Please copy the rows starting with the line that contains "# locate blue water: put" and going on through the line that contains "(1407, 171)", both included, repeating them exactly.

## Input rows:
/---
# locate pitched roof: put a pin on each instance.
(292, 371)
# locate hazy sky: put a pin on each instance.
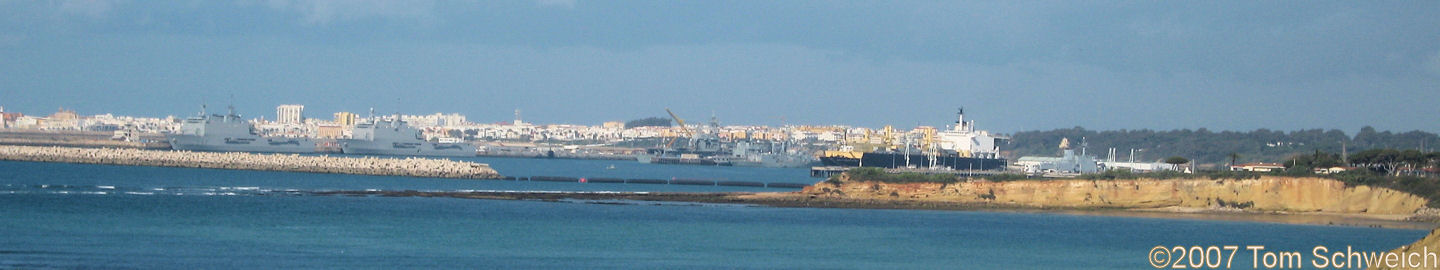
(1013, 65)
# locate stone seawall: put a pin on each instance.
(406, 167)
(1269, 194)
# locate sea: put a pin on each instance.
(74, 216)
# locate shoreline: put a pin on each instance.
(290, 163)
(798, 200)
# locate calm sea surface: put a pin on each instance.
(66, 216)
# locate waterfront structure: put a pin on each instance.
(231, 134)
(393, 137)
(346, 118)
(330, 131)
(962, 147)
(437, 119)
(408, 167)
(290, 114)
(1067, 163)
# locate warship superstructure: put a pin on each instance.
(393, 137)
(231, 134)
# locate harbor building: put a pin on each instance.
(1067, 163)
(346, 118)
(290, 114)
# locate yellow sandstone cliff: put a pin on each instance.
(1283, 194)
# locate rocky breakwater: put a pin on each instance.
(1267, 194)
(406, 167)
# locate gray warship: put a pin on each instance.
(231, 134)
(393, 137)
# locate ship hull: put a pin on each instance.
(840, 161)
(406, 148)
(209, 144)
(899, 160)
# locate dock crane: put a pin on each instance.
(681, 128)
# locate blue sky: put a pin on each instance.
(1013, 65)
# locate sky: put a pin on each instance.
(1011, 65)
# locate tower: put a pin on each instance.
(290, 114)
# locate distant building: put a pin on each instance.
(614, 125)
(330, 131)
(1066, 163)
(1334, 170)
(290, 114)
(64, 119)
(346, 118)
(7, 118)
(1260, 167)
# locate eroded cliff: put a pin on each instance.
(1266, 194)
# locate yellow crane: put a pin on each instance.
(681, 128)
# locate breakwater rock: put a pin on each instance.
(406, 167)
(1267, 194)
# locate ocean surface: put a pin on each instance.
(69, 216)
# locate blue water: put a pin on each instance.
(65, 216)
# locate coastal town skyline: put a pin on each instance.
(1233, 66)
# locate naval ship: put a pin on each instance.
(231, 134)
(393, 137)
(958, 148)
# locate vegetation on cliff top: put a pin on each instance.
(1407, 171)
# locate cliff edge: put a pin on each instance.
(1266, 194)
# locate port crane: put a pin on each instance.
(681, 128)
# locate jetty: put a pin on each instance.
(293, 163)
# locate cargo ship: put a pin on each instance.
(962, 147)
\---
## Result of the task:
# locate blue water: put a pin on each instance.
(65, 216)
# locate coastal town skyline: put a pin on each instance.
(1233, 66)
# locate naval ship: put a pin on each instance.
(231, 134)
(393, 137)
(958, 148)
# locate vegetation on cliff top: put a pin on each instance.
(1407, 171)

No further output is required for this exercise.